EXERCISE GOAL: From the passage on teaching in medicine, write out word for word the part that begins with "I used to think" and ends with "but eye-opening realization.".

TEXT:

━━━━

One of the greatest things about being in medicine is that we are lifelong learners and lifelong teachers by trade. Good physicians teach their patients about health (hopefully), their bodies, and proper management of their diseases. In addition, those who chose to stay in or stay involved in an academic setting get the opportunity to teach the next generation of physicians. As a student, the resident physicians and attendings that taught well were very much appreciated, and it is nice to be able to do the same for current students.
I used to think that great teachers were great regardless of who they taught. I still think that's true - but only to a certain degree. As a student, you are exposed to different types of teaching styles, but you are the only measuring stick for what a student should bring to the table. As a teacher, you are exposed to different types of students, and I have to say, students and their eagerness (or lack thereof) to learn taints the teacher-student relationship. Those who are in the field of education may chuckle at this obvious observation, but for those of us not officially trained to teach, this was a delayed but eye-opening realization.

━━━━

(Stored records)
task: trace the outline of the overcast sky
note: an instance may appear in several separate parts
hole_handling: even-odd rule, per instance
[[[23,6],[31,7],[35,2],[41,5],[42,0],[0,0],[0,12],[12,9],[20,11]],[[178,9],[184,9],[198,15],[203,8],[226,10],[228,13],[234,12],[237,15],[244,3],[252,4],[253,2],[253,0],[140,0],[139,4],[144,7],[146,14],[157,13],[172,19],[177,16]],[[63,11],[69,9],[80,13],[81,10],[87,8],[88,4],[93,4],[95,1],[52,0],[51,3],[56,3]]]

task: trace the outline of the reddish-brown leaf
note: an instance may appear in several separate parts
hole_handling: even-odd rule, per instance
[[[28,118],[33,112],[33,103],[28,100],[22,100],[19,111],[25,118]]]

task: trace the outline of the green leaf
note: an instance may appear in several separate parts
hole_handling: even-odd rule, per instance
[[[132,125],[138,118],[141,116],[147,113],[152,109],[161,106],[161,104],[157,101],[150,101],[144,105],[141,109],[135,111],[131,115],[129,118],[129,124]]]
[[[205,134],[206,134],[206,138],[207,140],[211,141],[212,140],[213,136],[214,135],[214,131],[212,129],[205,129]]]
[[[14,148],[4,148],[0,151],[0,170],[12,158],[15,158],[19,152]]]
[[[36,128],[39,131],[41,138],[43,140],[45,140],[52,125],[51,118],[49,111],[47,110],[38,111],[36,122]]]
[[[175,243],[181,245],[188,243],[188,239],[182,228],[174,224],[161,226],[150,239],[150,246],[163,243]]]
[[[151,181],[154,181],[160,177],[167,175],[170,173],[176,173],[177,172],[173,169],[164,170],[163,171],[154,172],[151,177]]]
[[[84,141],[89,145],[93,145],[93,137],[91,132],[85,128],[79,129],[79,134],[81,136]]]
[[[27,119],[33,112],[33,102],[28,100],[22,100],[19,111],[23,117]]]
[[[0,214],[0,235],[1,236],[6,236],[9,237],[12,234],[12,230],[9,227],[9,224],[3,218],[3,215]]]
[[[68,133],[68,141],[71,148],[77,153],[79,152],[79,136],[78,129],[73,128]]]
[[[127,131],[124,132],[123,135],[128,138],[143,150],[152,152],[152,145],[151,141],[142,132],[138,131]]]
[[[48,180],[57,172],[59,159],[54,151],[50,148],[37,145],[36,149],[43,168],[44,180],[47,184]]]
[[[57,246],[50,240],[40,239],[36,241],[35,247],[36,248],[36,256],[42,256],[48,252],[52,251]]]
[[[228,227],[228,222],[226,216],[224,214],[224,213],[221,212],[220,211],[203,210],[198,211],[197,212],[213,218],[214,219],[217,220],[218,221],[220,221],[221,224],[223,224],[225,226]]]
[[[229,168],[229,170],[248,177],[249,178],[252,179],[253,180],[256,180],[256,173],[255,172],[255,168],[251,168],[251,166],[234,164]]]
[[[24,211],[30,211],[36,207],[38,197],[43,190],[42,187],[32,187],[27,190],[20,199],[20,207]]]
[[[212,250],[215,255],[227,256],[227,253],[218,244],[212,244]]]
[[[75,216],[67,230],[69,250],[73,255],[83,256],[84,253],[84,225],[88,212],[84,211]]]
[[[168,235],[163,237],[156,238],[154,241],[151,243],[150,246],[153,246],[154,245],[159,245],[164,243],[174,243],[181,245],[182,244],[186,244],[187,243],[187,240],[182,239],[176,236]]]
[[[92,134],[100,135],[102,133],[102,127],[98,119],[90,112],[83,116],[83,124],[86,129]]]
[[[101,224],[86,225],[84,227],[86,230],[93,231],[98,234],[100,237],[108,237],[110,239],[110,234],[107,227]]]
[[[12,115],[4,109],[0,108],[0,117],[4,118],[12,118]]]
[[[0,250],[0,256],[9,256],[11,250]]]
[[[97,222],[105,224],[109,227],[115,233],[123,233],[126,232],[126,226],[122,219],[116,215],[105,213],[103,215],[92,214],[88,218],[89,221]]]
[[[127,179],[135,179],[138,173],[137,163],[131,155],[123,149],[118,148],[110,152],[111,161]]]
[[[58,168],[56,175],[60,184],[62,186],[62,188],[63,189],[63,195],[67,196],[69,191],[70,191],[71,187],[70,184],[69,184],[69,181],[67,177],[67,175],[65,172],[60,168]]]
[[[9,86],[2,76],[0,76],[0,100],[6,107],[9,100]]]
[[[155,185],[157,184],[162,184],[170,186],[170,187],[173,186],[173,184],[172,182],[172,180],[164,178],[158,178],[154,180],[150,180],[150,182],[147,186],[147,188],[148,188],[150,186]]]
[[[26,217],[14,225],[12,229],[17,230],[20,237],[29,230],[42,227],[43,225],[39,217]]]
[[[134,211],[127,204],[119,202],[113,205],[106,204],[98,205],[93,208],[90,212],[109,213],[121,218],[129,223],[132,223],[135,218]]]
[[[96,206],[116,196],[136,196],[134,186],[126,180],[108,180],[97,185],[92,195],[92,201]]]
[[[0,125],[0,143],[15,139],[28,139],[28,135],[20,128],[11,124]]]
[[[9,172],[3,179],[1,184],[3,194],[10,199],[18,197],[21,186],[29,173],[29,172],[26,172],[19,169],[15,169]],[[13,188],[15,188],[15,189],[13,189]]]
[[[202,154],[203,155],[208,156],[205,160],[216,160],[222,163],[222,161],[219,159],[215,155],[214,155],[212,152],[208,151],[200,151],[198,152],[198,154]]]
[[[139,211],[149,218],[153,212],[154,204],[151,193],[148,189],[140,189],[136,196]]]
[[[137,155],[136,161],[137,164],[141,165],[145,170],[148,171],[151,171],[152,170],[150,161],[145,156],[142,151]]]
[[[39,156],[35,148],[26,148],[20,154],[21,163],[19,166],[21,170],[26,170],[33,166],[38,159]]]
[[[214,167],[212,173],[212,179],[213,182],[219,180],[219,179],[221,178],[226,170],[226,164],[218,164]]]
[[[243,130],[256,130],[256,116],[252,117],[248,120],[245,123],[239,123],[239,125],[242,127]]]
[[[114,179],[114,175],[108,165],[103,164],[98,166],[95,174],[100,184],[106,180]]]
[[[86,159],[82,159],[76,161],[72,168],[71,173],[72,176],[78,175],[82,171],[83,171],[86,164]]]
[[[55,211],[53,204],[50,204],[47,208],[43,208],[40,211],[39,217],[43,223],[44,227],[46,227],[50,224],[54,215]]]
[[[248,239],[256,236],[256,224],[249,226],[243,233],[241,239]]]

━━━━

WRITTEN RESPONSE:
I used to think that great teachers were great regardless of who they taught. I still think that's true - but only to a certain degree. As a student, you are exposed to different types of teaching styles, but you are the only measuring stick for what a student should bring to the table. As a teacher, you are exposed to different types of students, and I have to say, students and their eagerness (or lack thereof) to learn taints the teacher-student relationship. Those who are in the field of education may chuckle at this obvious observation, but for those of us not officially trained to teach, this was a delayed but eye-opening realization.